## DATA FOR THE TASK:
(begin)
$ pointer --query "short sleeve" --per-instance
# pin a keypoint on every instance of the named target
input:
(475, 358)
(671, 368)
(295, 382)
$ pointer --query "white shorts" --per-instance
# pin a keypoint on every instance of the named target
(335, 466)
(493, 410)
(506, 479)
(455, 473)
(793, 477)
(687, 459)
(end)
(begin)
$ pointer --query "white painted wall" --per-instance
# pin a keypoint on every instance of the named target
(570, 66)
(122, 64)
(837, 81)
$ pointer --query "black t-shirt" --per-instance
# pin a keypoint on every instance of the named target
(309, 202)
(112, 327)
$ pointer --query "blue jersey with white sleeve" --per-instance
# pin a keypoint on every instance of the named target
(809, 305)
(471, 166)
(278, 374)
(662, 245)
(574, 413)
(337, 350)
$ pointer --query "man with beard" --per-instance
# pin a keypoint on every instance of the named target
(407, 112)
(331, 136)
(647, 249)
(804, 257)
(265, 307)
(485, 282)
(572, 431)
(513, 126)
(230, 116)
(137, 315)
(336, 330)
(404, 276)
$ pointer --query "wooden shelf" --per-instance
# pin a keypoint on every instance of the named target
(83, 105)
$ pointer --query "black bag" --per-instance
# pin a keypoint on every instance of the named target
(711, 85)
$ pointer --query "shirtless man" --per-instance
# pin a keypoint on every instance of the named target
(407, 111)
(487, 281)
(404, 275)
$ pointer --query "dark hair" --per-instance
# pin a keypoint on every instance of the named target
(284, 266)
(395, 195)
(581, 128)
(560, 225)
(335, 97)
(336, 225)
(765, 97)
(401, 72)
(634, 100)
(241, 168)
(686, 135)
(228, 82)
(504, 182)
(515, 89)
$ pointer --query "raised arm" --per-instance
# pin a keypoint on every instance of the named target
(end)
(begin)
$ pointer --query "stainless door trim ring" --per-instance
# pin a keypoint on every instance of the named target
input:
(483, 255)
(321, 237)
(end)
## PROBLEM DESCRIPTION:
Report each line above that contains the string "sleeve", copying every such line in full. Case counts.

## ANSWER TO THIS EXERCISE:
$ pointer --query "short sleeve" --per-instance
$ pointer --query "blue jersey with white sleeve" --per-instance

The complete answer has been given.